_WORK INSTRUCTIONS_
Copy the part of the interview that opens with the words "We also live" and closes with "our mental well-being.", substituting "grind culture" for "hustle culture".

_EXCERPT_

[Start of Attachment]

Learn more about Natasha’s experience navigating between cultural expectations and her values after burning out in the workplace, and why she created Cold Tea Collective in her TEDx talk


Ahead of Cold Tea Talks, we asked our feature guest a few questions to get our minds into the right place: 

Cold Tea Collective (CTC): What is wellness?

Juno Kim (JK): Wellness is a place where we thrive.

What I found while improving my own well-being was how complex and interconnected wellness can be. Wellness is like the music produced by an orchestra of behaviours, routines, lifestyle, thoughts, emotions, and experiences. Just like in a real orchestra, there are many layers, and they’re all affecting one another, hopefully finding harmonies and synergies.

Wellness is also deeply personal in many ways, while simultaneously having many universal principles. Some people may respond better to certain stimuli or varying amounts, but at the end of the day, most humans will thrive if they have a good amount of movement, rest, sleep, whole and unprocessed foods, love and connection, nature, purpose and a connection to self.

CTC: Why do you think burnout is so prevalent amongst millennials? 

JK: We live in a capitalistic society marred by blatant corruption and inequality. Most urban areas have extremely high costs of living, and most millennials can’t even fathom buying a house. 

We also live in the hustle culture, where being busy is a badge of honour. On top of that, companies spend billions on marketing to push the idea that we’re not happy and we’re not enough, but buying this product that we don’t need will help us feel better. 

Social media then exacerbates these issues by aiding in self-comparison. The dense areas we reside in somehow make us feel more alone, with an extreme amount of stimulus and distraction bombarding our attention muscles. And without our attention muscle, we tend to lose the ability to be in the moment, to foster connection, to cultivate gratitude. We lose our mental well-being.

Western society can create the perfect storm for dissatisfaction, prioritizing money or success over everything else, while pushing individuality over collectivism. Then we shame people when they try to make money by buying up goods that are in demand during a pandemic. Of course, that behaviour is wrong — but how can we blame the person when the systems and culture in place push people to these behavioural outcomes?

I believe this is objectively the best time in history [based] on many metrics on violence, poverty, quality of life, and such — but subjectively, I believe it’s the worst. Mental health issues are arguably more prevalent now than ever. My hypothesis is that the further we get away from what our bodies and our minds have evolved to thrive in, the worse we will feel.

CTC: Do you think Asian millennials experience burnout more or differently than others? 

JK: I think many Asian millennials living in the Western world can sometimes feel stuck between two cultures, while internalizing the mental and emotional strain of this dichotomy. 

Many of us, myself included, were raised with very strict parents that emphasized critique over praise, and nothing was ever good enough. For myself, I internalized those attitudes in my self-talk, creating a lot of internal stress and strain. I had no self-love, self-care or self-compassion. My self-talk was incredibly toxic at times.

I think another huge factor in why we might experience burnout more frequently or with more intensity is tendency to always think about the future, without enjoying the present moment. Some of us can feel pressured to always be looking ahead, ever since we were kids. We study hard to get good grades. We get good grades to get into a good school. We excel in school to get a high income, high status job. 

Once we get there, many of us haven’t learned how to process stress and/or emotions, how to cultivate gratitude and acceptance, how to care for oneself to sustain a heavy workload, how to live with intention rather than living through your parents’ or society’s desires. We get there and we’re ill-equipped to find a place of wellness. We never learned that we can enjoy life, even while we’re working really hard to do things that benefit our future selves.

[End of Attachment]

_INFORMATION PROVIDED_
[Start of Attachment]

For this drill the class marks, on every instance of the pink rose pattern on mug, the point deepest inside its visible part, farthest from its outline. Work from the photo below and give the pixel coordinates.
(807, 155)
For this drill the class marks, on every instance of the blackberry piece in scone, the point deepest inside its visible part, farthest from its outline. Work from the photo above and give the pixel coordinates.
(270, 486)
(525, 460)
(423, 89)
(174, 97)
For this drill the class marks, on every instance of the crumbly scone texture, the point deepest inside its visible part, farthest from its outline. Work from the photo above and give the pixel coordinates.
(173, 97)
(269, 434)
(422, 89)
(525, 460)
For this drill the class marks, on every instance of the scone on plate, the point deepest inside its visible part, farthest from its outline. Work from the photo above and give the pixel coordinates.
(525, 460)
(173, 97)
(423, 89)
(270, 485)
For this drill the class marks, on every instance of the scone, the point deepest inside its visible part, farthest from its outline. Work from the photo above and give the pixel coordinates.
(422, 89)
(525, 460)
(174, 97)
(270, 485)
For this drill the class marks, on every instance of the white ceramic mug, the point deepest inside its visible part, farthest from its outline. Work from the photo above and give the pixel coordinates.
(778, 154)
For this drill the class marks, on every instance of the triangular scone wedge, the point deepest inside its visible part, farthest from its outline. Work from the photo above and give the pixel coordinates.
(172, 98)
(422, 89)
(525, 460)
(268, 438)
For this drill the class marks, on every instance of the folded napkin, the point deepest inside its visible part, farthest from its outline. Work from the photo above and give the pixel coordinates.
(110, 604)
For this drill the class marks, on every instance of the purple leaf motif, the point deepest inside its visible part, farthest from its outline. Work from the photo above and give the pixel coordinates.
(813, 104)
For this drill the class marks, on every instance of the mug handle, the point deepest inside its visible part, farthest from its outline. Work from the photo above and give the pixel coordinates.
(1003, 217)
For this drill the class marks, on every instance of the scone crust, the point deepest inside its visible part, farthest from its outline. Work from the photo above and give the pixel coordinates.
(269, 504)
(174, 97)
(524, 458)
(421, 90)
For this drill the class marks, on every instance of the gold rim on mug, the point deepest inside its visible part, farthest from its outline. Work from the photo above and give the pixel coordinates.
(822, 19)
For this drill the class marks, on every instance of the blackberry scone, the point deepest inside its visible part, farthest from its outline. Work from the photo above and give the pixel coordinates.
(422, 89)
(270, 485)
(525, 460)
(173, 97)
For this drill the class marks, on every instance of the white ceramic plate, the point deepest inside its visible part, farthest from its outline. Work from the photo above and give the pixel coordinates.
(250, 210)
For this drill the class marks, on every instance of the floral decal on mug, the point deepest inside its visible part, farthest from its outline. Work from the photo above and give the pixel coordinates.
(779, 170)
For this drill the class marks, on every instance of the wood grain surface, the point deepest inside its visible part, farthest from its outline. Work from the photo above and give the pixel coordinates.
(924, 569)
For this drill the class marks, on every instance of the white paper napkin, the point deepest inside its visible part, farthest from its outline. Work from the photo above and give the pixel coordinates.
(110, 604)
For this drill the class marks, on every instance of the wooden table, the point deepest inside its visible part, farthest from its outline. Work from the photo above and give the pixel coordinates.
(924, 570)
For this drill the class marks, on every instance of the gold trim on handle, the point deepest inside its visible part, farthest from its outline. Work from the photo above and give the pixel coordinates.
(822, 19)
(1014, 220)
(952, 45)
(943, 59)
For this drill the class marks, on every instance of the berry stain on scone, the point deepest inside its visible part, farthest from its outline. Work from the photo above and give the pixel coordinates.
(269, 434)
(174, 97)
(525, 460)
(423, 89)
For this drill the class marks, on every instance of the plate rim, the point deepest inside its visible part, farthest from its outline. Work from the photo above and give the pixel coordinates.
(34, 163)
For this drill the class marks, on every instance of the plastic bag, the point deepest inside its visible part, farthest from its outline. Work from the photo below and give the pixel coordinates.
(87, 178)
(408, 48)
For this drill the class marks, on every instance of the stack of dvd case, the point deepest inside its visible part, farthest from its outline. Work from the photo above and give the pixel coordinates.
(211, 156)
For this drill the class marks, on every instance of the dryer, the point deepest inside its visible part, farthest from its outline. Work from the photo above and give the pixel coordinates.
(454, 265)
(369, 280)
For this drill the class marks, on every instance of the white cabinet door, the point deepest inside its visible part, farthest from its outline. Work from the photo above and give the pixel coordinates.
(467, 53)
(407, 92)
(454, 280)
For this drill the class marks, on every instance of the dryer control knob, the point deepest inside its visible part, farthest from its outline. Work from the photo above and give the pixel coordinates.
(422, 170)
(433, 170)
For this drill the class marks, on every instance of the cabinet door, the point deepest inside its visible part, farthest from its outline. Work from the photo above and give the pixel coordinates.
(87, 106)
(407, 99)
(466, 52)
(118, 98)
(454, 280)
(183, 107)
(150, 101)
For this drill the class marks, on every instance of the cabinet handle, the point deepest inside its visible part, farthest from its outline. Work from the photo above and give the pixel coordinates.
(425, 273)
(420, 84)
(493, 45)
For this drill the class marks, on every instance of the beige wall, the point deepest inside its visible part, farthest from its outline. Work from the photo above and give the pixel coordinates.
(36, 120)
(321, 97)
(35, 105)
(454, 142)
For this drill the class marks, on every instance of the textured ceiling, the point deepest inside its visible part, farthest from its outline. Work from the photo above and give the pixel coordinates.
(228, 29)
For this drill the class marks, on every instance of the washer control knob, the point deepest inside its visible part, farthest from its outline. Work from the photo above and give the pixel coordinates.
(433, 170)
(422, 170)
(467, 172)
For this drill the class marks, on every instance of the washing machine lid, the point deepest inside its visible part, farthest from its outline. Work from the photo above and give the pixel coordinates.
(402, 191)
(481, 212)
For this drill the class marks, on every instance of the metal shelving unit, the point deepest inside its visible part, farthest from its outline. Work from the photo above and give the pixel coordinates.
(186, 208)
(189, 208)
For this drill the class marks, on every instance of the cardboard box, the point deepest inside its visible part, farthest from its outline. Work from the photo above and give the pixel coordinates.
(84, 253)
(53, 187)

[End of Attachment]

_REPLY_
We also live in the grind culture, where being busy is a badge of honour. On top of that, companies spend billions on marketing to push the idea that we’re not happy and we’re not enough, but buying this product that we don’t need will help us feel better. 

Social media then exacerbates these issues by aiding in self-comparison. The dense areas we reside in somehow make us feel more alone, with an extreme amount of stimulus and distraction bombarding our attention muscles. And without our attention muscle, we tend to lose the ability to be in the moment, to foster connection, to cultivate gratitude. We lose our mental well-being.